--- EXERCISE OBJECTIVE ---
Select every line of the material below that contains the string "bark", and copy each one out in full.

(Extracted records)
____________________

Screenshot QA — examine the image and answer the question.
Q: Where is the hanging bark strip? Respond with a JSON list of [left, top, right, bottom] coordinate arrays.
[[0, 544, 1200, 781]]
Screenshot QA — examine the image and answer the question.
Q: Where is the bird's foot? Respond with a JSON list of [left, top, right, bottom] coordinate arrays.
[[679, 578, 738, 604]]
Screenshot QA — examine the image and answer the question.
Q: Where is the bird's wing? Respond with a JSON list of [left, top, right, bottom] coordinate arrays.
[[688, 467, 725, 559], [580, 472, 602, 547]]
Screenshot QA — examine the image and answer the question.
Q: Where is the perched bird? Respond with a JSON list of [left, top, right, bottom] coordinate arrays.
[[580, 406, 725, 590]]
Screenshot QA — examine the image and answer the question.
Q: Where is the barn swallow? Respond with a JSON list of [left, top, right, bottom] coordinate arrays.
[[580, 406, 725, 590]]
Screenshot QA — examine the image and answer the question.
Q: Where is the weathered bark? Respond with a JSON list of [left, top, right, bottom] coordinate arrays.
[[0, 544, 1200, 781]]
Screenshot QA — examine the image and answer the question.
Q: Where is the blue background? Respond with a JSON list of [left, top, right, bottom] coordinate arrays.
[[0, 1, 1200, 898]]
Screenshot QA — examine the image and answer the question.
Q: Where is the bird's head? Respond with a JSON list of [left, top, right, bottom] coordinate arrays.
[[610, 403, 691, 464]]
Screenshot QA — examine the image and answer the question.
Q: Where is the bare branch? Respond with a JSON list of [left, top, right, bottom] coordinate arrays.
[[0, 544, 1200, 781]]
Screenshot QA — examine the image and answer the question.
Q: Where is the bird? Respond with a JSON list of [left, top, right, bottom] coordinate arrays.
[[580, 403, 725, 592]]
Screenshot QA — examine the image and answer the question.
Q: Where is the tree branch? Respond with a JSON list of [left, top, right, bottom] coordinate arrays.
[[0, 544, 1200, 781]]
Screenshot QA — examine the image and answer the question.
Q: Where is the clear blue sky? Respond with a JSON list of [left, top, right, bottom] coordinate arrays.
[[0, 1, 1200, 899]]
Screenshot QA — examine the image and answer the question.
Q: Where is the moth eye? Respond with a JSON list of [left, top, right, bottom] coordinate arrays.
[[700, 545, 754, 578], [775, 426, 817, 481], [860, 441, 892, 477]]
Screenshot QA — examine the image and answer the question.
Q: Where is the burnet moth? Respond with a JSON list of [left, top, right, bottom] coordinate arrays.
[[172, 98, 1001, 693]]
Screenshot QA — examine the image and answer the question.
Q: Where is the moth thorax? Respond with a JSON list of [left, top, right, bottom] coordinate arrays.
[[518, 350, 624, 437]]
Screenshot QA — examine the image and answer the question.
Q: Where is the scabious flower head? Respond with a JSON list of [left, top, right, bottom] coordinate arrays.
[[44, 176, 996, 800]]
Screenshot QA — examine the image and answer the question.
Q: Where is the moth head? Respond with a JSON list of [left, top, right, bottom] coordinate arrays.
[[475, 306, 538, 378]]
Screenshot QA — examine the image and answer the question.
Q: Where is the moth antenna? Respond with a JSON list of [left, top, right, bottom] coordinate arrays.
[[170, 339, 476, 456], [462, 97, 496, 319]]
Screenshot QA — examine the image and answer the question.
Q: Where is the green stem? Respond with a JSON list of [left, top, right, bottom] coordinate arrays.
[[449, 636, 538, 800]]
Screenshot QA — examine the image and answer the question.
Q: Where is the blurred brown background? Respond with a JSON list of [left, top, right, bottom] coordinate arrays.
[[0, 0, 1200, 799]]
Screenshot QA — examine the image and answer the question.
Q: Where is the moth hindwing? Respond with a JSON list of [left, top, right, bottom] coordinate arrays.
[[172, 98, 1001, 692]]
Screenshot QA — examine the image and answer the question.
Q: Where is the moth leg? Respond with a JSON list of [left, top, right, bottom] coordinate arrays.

____________________

--- OUTPUT ---
Q: Where is the hanging bark strip? Respond with a JSON list of [left, top, right, bottom] coordinate arrays.
Q: Where is the weathered bark? Respond with a JSON list of [left, top, right, bottom] coordinate arrays.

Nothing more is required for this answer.